AIM:
Reproduce every one of the entries below word for word, keeping each line in its original order.
####
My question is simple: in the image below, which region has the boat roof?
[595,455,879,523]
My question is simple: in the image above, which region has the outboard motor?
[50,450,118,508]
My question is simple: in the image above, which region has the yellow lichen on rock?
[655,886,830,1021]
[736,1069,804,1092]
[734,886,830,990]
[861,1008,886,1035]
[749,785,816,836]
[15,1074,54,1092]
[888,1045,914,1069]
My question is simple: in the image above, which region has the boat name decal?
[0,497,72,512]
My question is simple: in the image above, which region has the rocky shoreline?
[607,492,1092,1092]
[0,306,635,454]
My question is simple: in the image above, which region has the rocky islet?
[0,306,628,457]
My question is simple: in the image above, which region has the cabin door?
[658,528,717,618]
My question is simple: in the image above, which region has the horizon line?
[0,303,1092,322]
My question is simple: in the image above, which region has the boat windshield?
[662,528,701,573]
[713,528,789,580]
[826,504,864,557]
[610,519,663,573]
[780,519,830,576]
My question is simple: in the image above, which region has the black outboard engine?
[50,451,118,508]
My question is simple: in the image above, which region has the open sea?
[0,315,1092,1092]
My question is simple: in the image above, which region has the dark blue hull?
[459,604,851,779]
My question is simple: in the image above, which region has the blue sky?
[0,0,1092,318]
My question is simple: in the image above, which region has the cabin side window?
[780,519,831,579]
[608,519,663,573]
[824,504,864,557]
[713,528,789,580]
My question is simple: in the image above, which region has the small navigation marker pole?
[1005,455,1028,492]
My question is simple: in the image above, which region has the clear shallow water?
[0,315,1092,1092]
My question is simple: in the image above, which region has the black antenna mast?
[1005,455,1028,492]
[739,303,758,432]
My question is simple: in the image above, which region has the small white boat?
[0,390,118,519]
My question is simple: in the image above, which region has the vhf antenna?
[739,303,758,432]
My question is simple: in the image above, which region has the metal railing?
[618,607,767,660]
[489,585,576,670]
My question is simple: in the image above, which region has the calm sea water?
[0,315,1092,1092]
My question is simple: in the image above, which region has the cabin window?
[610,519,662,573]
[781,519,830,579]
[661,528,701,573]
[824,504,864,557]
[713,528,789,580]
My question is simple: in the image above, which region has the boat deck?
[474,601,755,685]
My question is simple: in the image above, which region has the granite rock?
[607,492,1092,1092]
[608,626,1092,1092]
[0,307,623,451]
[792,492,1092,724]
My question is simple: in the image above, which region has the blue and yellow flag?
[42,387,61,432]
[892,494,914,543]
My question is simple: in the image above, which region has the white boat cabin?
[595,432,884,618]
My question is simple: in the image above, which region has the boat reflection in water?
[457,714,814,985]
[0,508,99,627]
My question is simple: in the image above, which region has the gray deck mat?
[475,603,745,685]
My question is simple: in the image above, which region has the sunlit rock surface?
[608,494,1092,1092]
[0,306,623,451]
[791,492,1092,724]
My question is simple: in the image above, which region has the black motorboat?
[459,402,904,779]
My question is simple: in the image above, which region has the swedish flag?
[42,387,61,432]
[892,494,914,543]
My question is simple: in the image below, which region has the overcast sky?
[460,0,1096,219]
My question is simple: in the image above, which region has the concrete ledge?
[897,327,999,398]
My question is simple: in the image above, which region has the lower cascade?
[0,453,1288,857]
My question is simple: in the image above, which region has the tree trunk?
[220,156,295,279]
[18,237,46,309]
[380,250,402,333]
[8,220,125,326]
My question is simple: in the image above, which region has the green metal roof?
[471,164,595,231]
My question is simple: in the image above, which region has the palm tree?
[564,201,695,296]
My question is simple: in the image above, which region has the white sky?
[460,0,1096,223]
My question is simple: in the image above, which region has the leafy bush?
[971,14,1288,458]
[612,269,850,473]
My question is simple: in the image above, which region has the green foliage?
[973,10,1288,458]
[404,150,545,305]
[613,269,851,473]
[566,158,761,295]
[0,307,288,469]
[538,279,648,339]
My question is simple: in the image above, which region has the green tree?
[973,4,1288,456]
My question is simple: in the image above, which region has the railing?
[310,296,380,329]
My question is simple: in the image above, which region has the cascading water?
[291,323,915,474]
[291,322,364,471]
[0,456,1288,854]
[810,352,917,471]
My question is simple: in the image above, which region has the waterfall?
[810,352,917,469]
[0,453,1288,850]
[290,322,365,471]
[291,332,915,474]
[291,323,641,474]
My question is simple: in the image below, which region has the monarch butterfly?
####
RESULT:
My question is simple: in the image below, which region has the boat roof?
[595,455,879,523]
My question is simple: in the image above, which region has the outboard motor?
[50,450,118,508]
My question is simple: in the image above, which region has the yellow lichen on rock?
[655,886,830,1021]
[736,1069,804,1092]
[734,886,830,990]
[861,1008,886,1035]
[749,785,816,836]
[15,1074,54,1092]
[888,1045,914,1069]
My question is simple: in the image above, which region has the boat name decal?
[0,497,72,512]
My question is simple: in the image above, which region has the rocky shoreline?
[607,492,1092,1092]
[0,306,635,454]
My question is simple: in the image above, which region has the rocky islet?
[0,306,628,457]
My question is simple: in the image above, which region has the cabin door?
[658,528,717,618]
My question is simple: in the image above, which region has the horizon line?
[0,303,1092,322]
My question is simple: in the image above, which region has the boat windshield?
[662,528,701,573]
[713,528,789,580]
[826,504,864,557]
[610,519,663,573]
[780,519,830,576]
My question is simple: in the image above, which region has the black outboard engine?
[50,451,118,508]
My question is simple: in the image above, which region has the open sea?
[0,315,1092,1092]
My question is simple: in the image above, which region has the dark blue hull?
[459,604,851,779]
My question is simple: in the image above, which region has the blue sky?
[0,0,1092,318]
My question is simple: in the image above, which region has the cabin side window?
[780,519,831,579]
[608,519,663,573]
[824,504,864,557]
[713,528,789,580]
My question is simple: in the image above, which region has the small navigation marker pole?
[1005,455,1028,492]
My question is simple: in the image above, which region has the clear shallow water?
[0,315,1092,1092]
My question is simple: in the image above, which region has the black antenna mast?
[1005,455,1028,492]
[739,303,758,432]
My question is simple: in the image above, which region has the small white boat?
[0,390,118,519]
My question is simple: in the image above, which region has the vhf antenna?
[739,303,758,432]
My question is simple: in the image above, which region has the metal railing?
[618,607,767,660]
[489,585,576,670]
My question is simple: in the image above, which region has the calm sea water?
[0,315,1092,1092]
My question is simple: in the image above, which region has the cabin window?
[610,519,662,573]
[781,519,830,579]
[661,528,701,573]
[824,504,864,557]
[713,528,789,580]
My question is simple: in the image above, which region has the boat deck?
[474,601,755,685]
My question is simple: in the image above, which region has the granite rock?
[607,492,1092,1092]
[608,626,1092,1092]
[0,307,623,451]
[792,492,1092,724]
My question is simple: in the image above, which region has the blue and yellow flag?
[42,387,61,432]
[892,494,914,543]
My question is simple: in the image above, which region has the white boat cabin?
[595,432,884,618]
My question is simple: in the image above, which region has the boat reflection in water?
[457,714,814,985]
[0,508,99,627]
My question is simple: in the image above, which region has the gray deck mat?
[475,603,745,685]
My question is simple: in the image above, which region has the sunlit rock surface?
[608,494,1092,1092]
[0,306,623,451]
[791,492,1092,724]
My question is simple: in the image above, which region has the black motorboat?
[459,402,904,779]
My question is simple: in the image above, which region has the swedish flag?
[42,387,61,432]
[892,494,914,543]
My question is simple: in the image below, which region has the overcast sky?
[460,0,1096,219]
My question is simple: in the image above, which region has the concrete ledge?
[897,327,999,398]
My question is simple: in the image above, which region has the lower cascade?
[0,453,1288,857]
My question is simple: in the image above, which region has the tree trunk?
[220,156,295,279]
[18,237,46,309]
[380,250,402,333]
[8,220,125,326]
My question is simple: in the image above, which region has the green metal roof?
[471,164,595,231]
My question is simple: in the image above, which region has the palm tree?
[564,201,695,296]
My question is simple: in the image above, which region has the white sky?
[460,0,1096,223]
My question is simple: in the image above, which region has the leafy bush?
[971,14,1288,458]
[612,269,850,473]
My question is simple: in the image above, which region has the green foliage?
[973,10,1288,458]
[404,150,545,305]
[613,269,851,473]
[566,158,761,295]
[0,307,288,469]
[538,279,648,339]
My question is simple: in the image above, which region has the green tree?
[973,4,1288,456]
My question is simple: in the image above, which region has the railing?
[310,296,380,329]
My question is simple: in the image above, which region has the cascading water?
[291,323,915,474]
[291,322,364,471]
[0,456,1288,854]
[810,352,917,471]
My question is simple: in the image above, which region has the waterfall?
[810,352,917,469]
[0,453,1288,850]
[290,322,365,471]
[291,332,915,474]
[291,323,641,474]
My question is simple: in the image below, which region has the monarch butterfly?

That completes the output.